Ted Kaczynski, better known as the Unabomber, has been found dead in his prison cell, federal officials confirmed to the BBC.

Kaczynski, 81, killed three people and injured 23 more during a mass mail-bombing spree between 1978 and 1995. He later pleaded guilty to his crimes.

He was sentenced to life without parole in 1996 after evading capture for almost 20 years.

The Harvard-trained mathematician was eventually caught in a Montana cabin.

He was a man who fascinated America for decades, and he became the focus of numerous TV documentaries.

Kaczynski spent the past three decades held at prisons across the US - most recently at a North Carolina prison medical facility.

Prison guards at the Federal Medical Center in Butner, North Carolina, discovered Kaczynski's body this morning at around 00:25 local time, a spokesperson for the US Bureau of Prisons told the BBC.

"Responding staff immediately initiated life-saving measures," the spokesperson added. "Mr Kaczynski was transported by EMS to a local hospital and subsequently pronounced deceased by hospital personnel."

Before suffering from declining health which prompted his transfer to the facility in December 2021, he had been held at the federal Supermax prison in Florence, Colorado, since May 1998.

His violent campaign left a number of his victims permanently maimed.

But his crimes were uncovered after he forced the Washington Post and the New York Times to publish his unhinged and violent manifesto, called Industrial Society and Its Future, in September 1995.

They agreed to print the manifesto on the recommendation of the FBI and the US attorney general after Kaczynski said he would end his campaign if a national paper published his treatise.

The 35,000-word anonymised document railed against modern life and claimed that technology was leading to Americans suffering from a sense of alienation and powerlessness.

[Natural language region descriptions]
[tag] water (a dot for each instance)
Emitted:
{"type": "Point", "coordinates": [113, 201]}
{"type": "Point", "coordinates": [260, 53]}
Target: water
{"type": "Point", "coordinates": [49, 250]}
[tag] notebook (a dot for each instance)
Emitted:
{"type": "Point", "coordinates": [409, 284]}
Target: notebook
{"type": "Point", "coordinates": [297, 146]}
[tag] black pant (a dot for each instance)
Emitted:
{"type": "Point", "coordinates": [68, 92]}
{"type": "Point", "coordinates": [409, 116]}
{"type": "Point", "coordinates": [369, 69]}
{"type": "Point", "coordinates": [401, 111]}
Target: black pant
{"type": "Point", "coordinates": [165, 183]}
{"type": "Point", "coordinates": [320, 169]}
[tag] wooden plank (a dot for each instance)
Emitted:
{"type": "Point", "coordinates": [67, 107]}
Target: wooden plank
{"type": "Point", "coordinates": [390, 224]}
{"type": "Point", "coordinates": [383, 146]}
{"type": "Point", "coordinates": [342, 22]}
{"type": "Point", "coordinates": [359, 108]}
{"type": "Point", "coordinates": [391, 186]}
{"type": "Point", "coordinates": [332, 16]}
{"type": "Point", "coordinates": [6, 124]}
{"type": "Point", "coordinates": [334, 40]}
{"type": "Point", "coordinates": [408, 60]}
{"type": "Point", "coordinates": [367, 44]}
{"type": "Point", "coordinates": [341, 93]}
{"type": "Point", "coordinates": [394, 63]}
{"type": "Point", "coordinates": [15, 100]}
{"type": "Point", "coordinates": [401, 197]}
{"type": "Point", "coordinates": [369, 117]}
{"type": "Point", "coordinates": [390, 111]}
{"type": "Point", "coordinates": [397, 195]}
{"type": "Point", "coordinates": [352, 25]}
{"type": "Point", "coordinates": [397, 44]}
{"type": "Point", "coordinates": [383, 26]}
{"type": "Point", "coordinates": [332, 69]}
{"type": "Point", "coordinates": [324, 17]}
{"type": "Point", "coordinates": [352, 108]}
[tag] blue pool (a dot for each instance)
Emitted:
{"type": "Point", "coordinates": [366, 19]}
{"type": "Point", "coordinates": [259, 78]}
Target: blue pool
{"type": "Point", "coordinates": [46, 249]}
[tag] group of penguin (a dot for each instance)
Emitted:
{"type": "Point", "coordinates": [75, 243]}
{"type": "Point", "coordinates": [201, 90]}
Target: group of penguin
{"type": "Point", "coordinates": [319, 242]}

**Exercise aim:**
Reproduce word for word the part of the article on Kaczynski's death that begins with "Kaczynski, 81, killed" and runs through "almost 20 years.".

**Task answer:**
Kaczynski, 81, killed three people and injured 23 more during a mass mail-bombing spree between 1978 and 1995. He later pleaded guilty to his crimes.

He was sentenced to life without parole in 1996 after evading capture for almost 20 years.